→ **WORK TO DO**: Rewrite every line of the data from the line containing "TARGET: white wall" through the end of the data, inclusive, keeping the requests and scaling each point coordinate in the answers by 0.4, rounded to whole numbers with halves rounded up. Leave the sample coordinates unchanged, and leave the pictures out.

→ **RECORDS SUPPLIED**:
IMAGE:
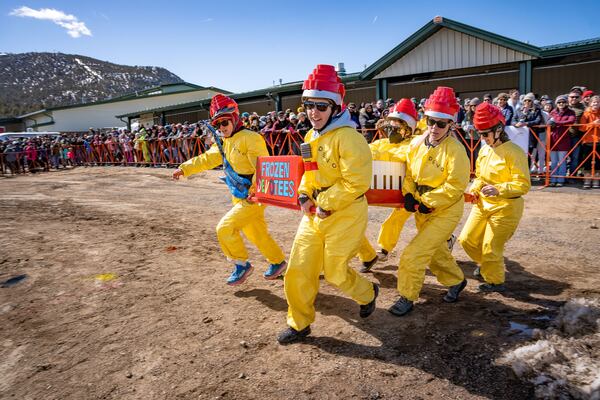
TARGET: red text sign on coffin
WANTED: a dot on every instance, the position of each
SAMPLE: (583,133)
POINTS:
(278,179)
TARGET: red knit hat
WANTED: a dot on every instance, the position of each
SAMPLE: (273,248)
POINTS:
(442,104)
(221,105)
(324,83)
(406,111)
(487,116)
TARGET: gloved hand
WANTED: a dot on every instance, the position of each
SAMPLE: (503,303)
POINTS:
(410,203)
(423,209)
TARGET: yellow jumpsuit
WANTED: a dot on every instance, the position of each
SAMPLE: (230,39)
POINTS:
(242,149)
(494,219)
(338,186)
(389,233)
(437,177)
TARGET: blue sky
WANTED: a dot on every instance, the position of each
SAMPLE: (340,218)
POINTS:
(243,45)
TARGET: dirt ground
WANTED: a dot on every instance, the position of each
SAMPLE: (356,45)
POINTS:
(165,326)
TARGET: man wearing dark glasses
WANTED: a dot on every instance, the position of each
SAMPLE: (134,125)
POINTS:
(337,174)
(241,148)
(437,174)
(502,178)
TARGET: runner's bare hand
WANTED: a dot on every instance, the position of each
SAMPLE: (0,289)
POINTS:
(489,190)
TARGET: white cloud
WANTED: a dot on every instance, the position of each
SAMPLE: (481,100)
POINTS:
(71,23)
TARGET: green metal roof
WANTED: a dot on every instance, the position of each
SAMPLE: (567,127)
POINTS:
(124,98)
(204,103)
(434,26)
(564,49)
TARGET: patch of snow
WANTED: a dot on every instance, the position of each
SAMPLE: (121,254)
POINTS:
(565,362)
(88,69)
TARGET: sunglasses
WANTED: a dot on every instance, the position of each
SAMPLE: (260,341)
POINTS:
(440,124)
(218,124)
(485,133)
(320,106)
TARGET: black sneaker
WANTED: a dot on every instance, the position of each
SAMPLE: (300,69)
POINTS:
(290,335)
(367,265)
(490,287)
(454,291)
(401,307)
(368,309)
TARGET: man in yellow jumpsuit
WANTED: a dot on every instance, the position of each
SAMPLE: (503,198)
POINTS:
(399,126)
(502,178)
(337,174)
(437,175)
(241,148)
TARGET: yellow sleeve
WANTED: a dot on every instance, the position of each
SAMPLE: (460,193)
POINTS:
(356,167)
(520,182)
(208,160)
(256,148)
(478,183)
(306,186)
(456,182)
(409,185)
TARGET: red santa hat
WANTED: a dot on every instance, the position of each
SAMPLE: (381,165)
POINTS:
(406,111)
(222,106)
(324,83)
(442,104)
(487,116)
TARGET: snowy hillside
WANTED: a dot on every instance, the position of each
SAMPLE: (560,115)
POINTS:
(32,81)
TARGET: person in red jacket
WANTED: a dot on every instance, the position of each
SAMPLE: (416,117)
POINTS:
(560,142)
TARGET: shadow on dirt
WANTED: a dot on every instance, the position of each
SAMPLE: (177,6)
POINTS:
(457,342)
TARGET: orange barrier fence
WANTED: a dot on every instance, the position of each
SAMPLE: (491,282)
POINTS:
(547,162)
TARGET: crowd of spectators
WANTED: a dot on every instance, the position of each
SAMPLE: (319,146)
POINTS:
(573,119)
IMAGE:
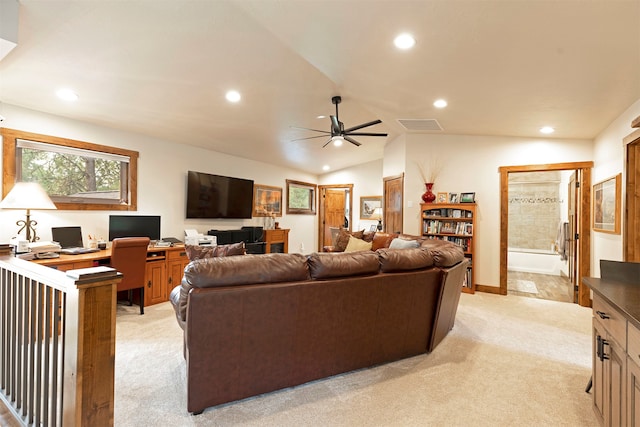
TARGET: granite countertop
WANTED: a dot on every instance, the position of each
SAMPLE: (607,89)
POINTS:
(624,296)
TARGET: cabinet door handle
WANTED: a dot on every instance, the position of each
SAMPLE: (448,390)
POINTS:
(603,356)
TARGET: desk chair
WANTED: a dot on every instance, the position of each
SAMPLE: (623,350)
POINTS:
(129,257)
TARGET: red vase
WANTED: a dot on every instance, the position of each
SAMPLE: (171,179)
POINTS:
(428,196)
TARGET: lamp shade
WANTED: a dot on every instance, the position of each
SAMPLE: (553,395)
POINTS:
(27,195)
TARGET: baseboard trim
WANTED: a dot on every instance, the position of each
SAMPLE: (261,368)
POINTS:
(490,289)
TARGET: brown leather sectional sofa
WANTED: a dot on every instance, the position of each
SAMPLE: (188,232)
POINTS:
(258,323)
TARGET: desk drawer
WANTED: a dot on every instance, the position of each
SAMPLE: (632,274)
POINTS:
(633,344)
(611,319)
(276,235)
(177,254)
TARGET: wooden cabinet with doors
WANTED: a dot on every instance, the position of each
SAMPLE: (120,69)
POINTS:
(454,222)
(155,290)
(616,351)
(609,363)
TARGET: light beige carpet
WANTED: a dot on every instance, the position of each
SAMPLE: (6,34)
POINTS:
(509,361)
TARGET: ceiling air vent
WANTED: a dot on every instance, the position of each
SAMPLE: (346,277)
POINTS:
(420,124)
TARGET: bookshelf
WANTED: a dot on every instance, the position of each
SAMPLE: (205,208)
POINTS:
(454,222)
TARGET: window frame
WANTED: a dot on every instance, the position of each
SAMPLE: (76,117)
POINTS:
(10,162)
(311,188)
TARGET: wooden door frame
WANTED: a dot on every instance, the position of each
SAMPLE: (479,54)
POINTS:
(584,226)
(384,197)
(321,197)
(630,208)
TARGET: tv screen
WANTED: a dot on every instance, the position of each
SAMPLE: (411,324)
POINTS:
(215,196)
(134,226)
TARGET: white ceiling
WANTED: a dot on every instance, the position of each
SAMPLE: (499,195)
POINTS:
(161,68)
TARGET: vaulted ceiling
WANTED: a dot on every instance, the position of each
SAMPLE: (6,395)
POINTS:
(161,68)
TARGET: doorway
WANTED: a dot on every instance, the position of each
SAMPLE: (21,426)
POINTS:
(335,211)
(393,190)
(540,247)
(581,254)
(631,240)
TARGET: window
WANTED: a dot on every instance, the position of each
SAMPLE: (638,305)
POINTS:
(77,175)
(301,197)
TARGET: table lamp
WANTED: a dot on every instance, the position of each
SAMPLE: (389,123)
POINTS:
(377,214)
(27,195)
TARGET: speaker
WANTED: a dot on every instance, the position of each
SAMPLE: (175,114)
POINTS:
(256,233)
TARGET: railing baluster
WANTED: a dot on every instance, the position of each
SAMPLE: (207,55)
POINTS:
(53,371)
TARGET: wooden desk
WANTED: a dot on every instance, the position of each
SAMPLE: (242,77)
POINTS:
(164,270)
(275,238)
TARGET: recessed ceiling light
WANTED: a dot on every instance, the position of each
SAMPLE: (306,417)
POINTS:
(404,41)
(440,103)
(547,129)
(67,95)
(233,96)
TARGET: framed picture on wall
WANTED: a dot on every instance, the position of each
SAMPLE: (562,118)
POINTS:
(467,197)
(267,200)
(368,204)
(606,205)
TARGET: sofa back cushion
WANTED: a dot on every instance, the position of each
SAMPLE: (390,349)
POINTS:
(445,254)
(199,252)
(356,245)
(342,239)
(343,264)
(392,260)
(382,240)
(246,270)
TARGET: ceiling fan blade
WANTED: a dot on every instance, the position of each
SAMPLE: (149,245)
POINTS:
(365,134)
(351,140)
(315,130)
(364,125)
(309,137)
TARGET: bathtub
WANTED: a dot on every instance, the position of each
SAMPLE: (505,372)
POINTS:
(535,261)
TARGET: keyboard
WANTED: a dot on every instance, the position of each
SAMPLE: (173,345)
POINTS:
(78,251)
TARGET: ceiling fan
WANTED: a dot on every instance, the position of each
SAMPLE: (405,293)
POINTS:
(338,132)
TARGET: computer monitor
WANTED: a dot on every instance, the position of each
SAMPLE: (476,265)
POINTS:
(67,237)
(134,226)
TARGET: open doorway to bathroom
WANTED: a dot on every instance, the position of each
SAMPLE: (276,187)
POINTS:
(541,213)
(545,230)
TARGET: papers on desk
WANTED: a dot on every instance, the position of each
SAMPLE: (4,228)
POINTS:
(38,247)
(92,272)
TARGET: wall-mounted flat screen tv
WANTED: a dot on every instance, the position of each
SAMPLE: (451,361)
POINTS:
(134,226)
(216,196)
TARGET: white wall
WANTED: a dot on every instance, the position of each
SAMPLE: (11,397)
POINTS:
(470,164)
(609,154)
(162,169)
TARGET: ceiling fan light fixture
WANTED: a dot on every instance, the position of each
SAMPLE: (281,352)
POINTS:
(337,140)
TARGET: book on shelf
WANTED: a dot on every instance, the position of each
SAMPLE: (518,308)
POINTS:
(92,272)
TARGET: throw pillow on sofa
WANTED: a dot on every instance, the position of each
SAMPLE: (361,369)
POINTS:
(198,252)
(398,243)
(356,244)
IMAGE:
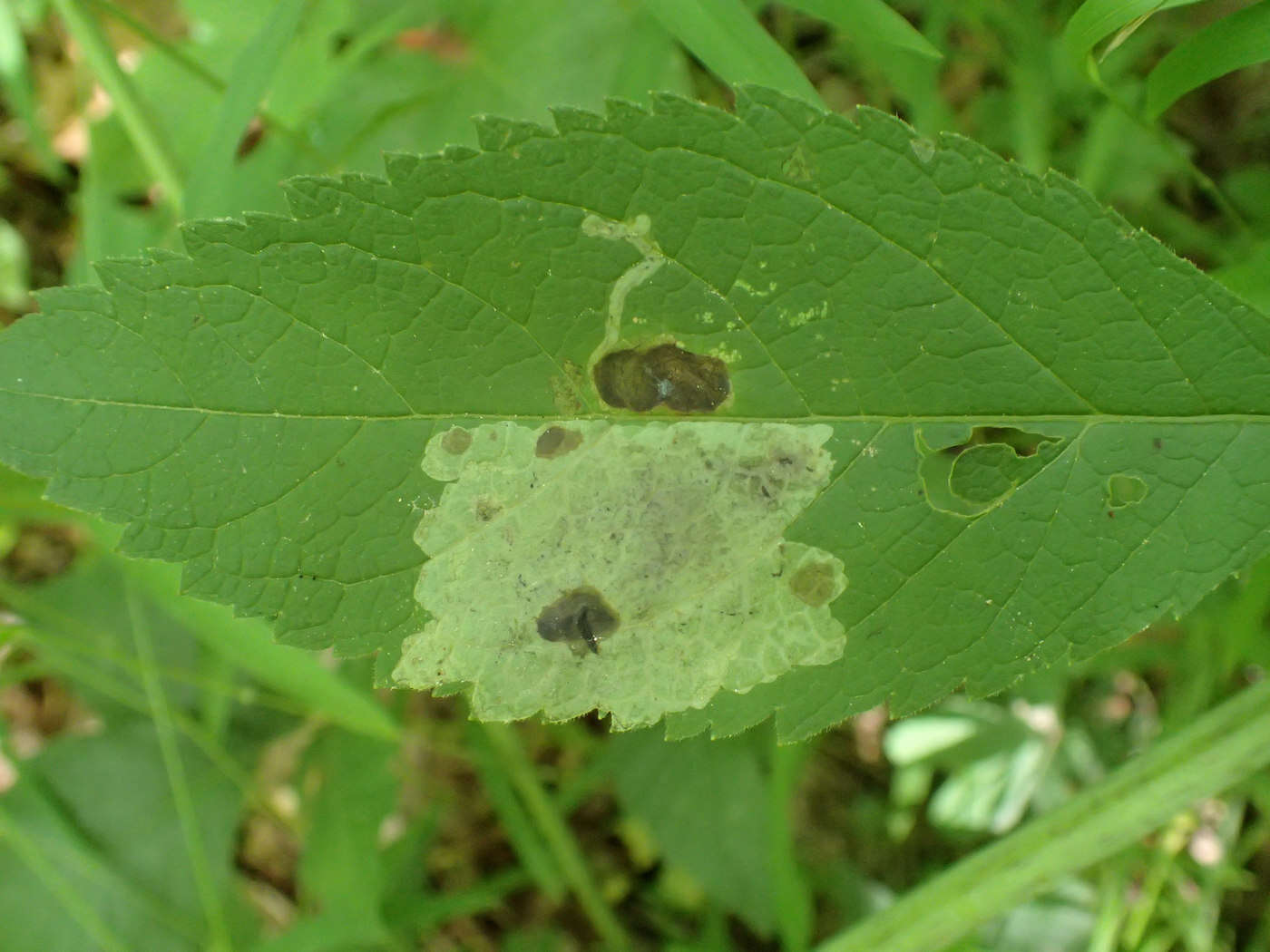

→ **FINAL RESULT**:
TARGET: white wall
WANTED: a dot on every instance, the position of each
SAMPLE: (11,397)
POINTS:
(188,66)
(244,62)
(65,68)
TARGET: ceiling fan light fixture
WANTED: a dot on every instance, the position of each
SAMPLE: (281,352)
POINTS:
(135,56)
TARGET: book on shelf
WANTED: a dot on every instance, the position of each
SAMPLE: (518,308)
POINTS:
(37,109)
TARGET: throw pillow on sofa
WANTED: a dot on every instance, the position of each
SAMPLE: (361,369)
POINTS:
(79,101)
(159,97)
(142,98)
IMAGE:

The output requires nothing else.